───── Given text

Rawlinson Road is a residential road in North Oxford, England.

==Location==
At the western end of the road is a junction with Woodstock Road (A4144) and at the eastern end is a junction with Banbury Road (A4165), the two major arterial roads out of Oxford to the north. Opposite slightly to the south at the western end is Polstead Road. Opposite slightly to the north at the eastern end is Linton Road. Parallel to the south is St Margaret's Road and to the north is Staverton Road.

Just to the south at 90 Woodstock Road is the Junior School (nursery to year 1) of the Oxford High School (formerly the Squirrel School). Just to the north at 111 Banbury Road is the Swan Building, the main teaching centre for the Sixth Form of d'Overbroeck's College. Balliol College, one of the colleges of Oxford University, operates a day nursery located in Rawlinson Road.

==History and residents==
The area where Rawlinson Road is located was originally owned by St John's College, Oxford. The road was named after Dr Richard Rawlinson FRS (1690–1755), an antiquarian and divine. Houses in the road were first leased by the college between 1888 and 1893. They were designed by the architects Harry Wilkinson Moore and Herbert Quinton. The houses are in a late Victorian style and of brick construction.

──────────
───── Data shown

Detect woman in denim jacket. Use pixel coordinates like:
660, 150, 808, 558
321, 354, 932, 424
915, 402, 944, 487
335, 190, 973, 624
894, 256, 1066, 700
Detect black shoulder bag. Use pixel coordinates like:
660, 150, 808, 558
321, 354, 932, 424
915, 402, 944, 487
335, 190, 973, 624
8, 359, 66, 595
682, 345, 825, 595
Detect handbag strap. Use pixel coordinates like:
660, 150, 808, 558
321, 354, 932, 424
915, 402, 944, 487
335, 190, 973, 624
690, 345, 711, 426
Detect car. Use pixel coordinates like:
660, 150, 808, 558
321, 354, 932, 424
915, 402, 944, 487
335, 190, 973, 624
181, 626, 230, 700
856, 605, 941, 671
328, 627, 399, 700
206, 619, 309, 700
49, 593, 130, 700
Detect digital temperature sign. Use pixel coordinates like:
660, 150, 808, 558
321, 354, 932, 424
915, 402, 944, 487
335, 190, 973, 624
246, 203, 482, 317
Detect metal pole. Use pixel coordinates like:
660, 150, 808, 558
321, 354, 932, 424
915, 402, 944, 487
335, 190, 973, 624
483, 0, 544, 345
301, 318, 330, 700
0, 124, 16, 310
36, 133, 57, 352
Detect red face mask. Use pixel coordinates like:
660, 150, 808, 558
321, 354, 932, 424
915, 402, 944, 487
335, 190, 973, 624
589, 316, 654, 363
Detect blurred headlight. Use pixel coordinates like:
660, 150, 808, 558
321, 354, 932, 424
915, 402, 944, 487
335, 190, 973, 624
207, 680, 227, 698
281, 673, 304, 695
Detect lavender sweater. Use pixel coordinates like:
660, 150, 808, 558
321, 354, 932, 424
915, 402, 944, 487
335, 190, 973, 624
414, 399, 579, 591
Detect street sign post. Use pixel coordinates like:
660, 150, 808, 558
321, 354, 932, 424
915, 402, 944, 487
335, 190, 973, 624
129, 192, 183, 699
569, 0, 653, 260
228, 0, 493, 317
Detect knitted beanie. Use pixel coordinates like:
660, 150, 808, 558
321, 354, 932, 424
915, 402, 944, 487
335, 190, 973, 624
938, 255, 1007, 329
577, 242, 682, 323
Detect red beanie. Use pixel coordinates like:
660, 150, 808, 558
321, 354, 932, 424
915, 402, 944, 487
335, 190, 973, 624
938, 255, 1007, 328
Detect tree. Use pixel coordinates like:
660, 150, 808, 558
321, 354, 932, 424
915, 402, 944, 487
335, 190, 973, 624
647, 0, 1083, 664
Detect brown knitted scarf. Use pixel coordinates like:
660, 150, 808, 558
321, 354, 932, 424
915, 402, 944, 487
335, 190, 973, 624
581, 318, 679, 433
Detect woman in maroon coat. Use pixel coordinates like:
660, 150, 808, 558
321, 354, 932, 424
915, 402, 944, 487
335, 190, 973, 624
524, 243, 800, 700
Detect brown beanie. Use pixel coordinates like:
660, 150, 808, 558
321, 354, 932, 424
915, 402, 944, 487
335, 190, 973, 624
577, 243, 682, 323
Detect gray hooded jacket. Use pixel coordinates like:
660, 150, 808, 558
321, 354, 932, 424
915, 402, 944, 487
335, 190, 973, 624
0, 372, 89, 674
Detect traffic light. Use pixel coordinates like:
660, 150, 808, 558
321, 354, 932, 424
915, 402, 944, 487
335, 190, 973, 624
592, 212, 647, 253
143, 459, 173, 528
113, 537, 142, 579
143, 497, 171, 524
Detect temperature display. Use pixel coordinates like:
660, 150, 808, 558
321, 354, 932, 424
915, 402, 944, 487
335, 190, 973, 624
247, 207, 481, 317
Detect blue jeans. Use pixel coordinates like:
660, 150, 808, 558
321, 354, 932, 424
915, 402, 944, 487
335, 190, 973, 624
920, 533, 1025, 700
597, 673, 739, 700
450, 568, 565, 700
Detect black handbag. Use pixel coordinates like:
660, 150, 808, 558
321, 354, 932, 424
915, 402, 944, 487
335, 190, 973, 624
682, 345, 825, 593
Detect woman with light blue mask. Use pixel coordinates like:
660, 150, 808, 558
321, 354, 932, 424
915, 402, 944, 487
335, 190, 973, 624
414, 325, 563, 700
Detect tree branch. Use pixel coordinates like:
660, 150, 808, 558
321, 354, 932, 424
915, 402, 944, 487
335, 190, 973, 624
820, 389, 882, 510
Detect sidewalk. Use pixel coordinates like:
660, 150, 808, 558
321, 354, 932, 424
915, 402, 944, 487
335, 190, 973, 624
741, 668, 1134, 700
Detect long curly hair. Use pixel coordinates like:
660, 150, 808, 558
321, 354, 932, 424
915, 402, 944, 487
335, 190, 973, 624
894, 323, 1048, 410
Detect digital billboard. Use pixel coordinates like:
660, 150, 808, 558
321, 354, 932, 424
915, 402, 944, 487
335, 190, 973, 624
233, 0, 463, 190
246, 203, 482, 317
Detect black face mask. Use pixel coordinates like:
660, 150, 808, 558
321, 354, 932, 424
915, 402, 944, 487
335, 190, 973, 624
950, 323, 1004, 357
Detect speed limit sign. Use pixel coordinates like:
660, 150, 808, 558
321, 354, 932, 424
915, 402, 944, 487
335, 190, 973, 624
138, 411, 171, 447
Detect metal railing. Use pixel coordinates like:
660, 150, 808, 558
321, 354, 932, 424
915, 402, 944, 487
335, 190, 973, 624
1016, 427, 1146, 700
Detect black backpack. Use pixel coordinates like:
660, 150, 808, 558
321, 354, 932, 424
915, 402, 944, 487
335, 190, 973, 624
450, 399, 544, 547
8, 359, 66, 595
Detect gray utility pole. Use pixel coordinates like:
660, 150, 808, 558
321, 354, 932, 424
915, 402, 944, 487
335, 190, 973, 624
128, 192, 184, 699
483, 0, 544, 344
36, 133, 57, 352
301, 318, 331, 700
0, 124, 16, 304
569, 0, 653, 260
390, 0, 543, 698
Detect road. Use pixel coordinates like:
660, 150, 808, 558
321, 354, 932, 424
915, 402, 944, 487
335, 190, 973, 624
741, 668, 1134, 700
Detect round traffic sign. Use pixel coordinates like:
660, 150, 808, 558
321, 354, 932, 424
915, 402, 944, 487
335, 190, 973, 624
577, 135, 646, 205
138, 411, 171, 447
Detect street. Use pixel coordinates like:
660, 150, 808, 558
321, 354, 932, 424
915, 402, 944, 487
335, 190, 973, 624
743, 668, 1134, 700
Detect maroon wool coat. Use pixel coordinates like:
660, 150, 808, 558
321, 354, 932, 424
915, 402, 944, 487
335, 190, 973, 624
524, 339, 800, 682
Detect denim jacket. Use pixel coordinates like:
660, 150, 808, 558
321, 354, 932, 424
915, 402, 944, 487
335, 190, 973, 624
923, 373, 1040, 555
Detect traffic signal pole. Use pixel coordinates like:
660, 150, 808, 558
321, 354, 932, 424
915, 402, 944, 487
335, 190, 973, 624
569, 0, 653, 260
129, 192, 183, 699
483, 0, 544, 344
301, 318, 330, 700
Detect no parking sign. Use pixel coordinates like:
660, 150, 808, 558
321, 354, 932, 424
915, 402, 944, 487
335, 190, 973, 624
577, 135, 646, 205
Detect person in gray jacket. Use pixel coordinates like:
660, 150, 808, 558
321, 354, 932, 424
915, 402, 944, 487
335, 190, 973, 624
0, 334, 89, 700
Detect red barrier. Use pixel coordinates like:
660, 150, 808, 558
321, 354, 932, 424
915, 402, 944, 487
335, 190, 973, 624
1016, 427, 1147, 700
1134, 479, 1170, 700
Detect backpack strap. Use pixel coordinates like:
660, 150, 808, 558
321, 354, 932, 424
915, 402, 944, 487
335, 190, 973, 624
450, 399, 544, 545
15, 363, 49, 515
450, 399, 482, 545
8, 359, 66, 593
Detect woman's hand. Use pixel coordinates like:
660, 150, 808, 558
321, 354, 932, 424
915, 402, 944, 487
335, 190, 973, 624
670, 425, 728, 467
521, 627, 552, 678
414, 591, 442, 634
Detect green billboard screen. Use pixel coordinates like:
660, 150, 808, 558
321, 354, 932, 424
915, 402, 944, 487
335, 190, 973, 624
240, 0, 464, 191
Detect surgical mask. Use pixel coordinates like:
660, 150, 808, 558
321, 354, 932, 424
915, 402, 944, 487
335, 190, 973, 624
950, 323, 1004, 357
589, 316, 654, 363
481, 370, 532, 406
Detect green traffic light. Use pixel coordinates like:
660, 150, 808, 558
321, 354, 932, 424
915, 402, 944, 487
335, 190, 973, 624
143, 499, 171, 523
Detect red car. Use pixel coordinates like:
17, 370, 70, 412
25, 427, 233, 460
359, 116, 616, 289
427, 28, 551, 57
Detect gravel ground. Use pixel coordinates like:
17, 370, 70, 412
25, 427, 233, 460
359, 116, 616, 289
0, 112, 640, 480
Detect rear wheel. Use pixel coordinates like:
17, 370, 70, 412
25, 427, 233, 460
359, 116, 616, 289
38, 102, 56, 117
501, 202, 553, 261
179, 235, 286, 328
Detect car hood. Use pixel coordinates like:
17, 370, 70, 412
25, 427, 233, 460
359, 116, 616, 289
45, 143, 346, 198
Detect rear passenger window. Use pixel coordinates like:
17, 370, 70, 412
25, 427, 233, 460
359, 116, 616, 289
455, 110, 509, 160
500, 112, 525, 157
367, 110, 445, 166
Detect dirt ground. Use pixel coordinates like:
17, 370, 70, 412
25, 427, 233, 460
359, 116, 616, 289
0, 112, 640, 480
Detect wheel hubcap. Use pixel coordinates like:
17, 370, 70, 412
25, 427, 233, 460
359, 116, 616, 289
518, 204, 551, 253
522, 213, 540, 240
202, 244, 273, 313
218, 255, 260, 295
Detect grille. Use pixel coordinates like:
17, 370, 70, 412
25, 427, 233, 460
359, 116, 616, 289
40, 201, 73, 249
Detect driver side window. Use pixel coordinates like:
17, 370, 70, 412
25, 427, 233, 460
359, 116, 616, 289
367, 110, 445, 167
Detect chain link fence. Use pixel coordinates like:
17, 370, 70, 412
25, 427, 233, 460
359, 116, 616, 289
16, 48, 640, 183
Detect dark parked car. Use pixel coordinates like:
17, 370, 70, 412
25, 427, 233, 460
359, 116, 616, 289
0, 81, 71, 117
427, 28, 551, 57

──────────

Study questions:
1. According to the text on Rawlinson Road, who is the road named after?
2. Write out the part of the Rawlinson Road text between "Just to the south" and "in Rawlinson Road.", inclusive, without changing a word.

Responses by item number:
1. Dr Richard Rawlinson FRS (1690–1755), an antiquarian and divine.

2.
Just to the south at 90 Woodstock Road is the Junior School (nursery to year 1) of the Oxford High School (formerly the Squirrel School). Just to the north at 111 Banbury Road is the Swan Building, the main teaching centre for the Sixth Form of d'Overbroeck's College. Balliol College, one of the colleges of Oxford University, operates a day nursery located in Rawlinson Road.